===== PAGE EXCERPT

The IRS recently issued final and 2010 proposed regulations for hybrid defined benefit (DB) plans – DB plans that express participants’ accumulated benefits as a lump sum.

In general, the final regulations:

The 2010 proposed regulations provide additional guidance for hybrid DB plans that compute accrued benefits by reference to a hypothetical account balance or equivalent amounts (under Code §411(a)(13)) and discuss a hybrid DB plan’s accrued benefit requirements (under Code §§411(b)(1) and (b)(5)).

The Final Regulations address issues including:

  1. Definitions - that apply to regulations under Code §§411(a)(13) and (b)(5).

  2. Accumulated benefit - a participant’s benefit accrued to date under a plan.

  3. Lump sum-based benefit formula - a benefit formula under which all or some of the accumulated benefit is expressed as the current balance of a hypothetical account or as the current value of the accumulated percentage of the participant’s final average compensation.

==========
===== DATA EXCERPTS

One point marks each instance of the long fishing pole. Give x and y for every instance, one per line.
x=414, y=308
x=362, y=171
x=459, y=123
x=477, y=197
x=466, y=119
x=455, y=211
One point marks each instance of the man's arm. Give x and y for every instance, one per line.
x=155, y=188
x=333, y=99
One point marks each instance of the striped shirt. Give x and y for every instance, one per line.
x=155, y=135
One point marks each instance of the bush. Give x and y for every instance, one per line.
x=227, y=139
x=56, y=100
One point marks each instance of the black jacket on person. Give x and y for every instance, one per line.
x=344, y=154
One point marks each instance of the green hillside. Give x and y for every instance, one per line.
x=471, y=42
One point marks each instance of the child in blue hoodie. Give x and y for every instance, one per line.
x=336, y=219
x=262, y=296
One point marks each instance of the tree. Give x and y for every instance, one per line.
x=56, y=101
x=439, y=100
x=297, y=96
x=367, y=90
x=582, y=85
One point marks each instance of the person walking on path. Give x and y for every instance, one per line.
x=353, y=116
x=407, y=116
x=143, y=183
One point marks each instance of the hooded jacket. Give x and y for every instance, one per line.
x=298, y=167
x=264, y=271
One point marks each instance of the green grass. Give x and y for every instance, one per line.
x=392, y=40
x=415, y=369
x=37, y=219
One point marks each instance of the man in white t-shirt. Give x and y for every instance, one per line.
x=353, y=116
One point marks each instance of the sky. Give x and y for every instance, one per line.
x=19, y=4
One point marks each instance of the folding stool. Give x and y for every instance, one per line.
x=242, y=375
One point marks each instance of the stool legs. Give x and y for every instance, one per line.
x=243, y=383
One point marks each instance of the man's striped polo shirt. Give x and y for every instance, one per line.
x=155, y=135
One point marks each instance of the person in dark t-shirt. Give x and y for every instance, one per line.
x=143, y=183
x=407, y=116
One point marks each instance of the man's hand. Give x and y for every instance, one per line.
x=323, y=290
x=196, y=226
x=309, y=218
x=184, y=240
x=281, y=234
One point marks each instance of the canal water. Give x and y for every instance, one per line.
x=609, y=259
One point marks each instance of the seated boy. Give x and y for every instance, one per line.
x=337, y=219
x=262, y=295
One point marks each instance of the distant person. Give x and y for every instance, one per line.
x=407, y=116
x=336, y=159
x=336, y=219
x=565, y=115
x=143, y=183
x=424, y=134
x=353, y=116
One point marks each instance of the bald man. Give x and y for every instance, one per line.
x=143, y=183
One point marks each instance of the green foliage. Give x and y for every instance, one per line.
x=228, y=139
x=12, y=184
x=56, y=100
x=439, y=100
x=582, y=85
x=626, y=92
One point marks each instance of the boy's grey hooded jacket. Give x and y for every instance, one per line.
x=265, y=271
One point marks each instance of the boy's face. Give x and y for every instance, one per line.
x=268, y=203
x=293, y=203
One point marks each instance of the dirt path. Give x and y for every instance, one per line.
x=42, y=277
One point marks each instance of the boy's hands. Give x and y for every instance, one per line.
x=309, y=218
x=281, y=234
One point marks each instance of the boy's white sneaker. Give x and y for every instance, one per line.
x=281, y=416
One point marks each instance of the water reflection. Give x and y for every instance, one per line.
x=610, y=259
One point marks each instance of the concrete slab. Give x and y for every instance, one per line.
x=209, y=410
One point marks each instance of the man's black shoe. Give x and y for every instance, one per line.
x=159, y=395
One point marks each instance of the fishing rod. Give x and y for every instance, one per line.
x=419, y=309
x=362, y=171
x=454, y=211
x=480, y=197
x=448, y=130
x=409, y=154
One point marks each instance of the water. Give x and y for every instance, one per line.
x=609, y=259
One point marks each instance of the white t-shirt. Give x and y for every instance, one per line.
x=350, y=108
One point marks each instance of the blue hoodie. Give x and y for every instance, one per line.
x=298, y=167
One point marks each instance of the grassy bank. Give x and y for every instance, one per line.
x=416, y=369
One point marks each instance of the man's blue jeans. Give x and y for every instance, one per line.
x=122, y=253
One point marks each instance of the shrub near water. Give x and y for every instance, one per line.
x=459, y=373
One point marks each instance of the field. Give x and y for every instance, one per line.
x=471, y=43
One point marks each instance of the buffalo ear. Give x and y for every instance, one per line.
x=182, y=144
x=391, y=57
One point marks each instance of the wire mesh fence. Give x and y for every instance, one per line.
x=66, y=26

==========

### [WHAT TO WORK ON]
1. List the headings of the numbered issues that the text on hybrid defined benefit plan regulations says the final regulations address.
2. Write a continuation of the text on hybrid defined benefit plan regulations, picking up after its last sentence.
The records are not used in any way here.

### [TASK RESULTS]
1. Definitions; Accumulated benefit; Lump sum-based benefit formula

2.
  4. Statutory hybrid benefit formula - a benefit formula that is either a lump sum-based benefit formula or a formula that has an effect similar to a lump sum-based benefit formula.

  5. Effect similar to - a benefit formula has an effect similar to a lump sum-based benefit formula if:

    • the formula providing a participant’s accumulated benefit at normal retirement age includes adjustments for a future period; and

    • the total dollar amount of the adjustments is reasonably expected to be smaller for the participant, when compared to a similarly situated, younger individual who is or could be a participant in the plan.

  6. Hypothetical account - a benefit is expressed as a hypothetical account if it is expressed as a current single sum dollar amount whether or not the participant has the right to future interest credits.

  7. Statutory hybrid plan - a plan that contains a statutory hybrid benefit formula.

  8. Pension equity plans (PEPs) - a PEP formula that provides for interest credits after PEP accruals cease must follow the market rate of return rules to calculate interest credits because a lump sum-based benefit formula that credits interest is subject to the market rate of return rules.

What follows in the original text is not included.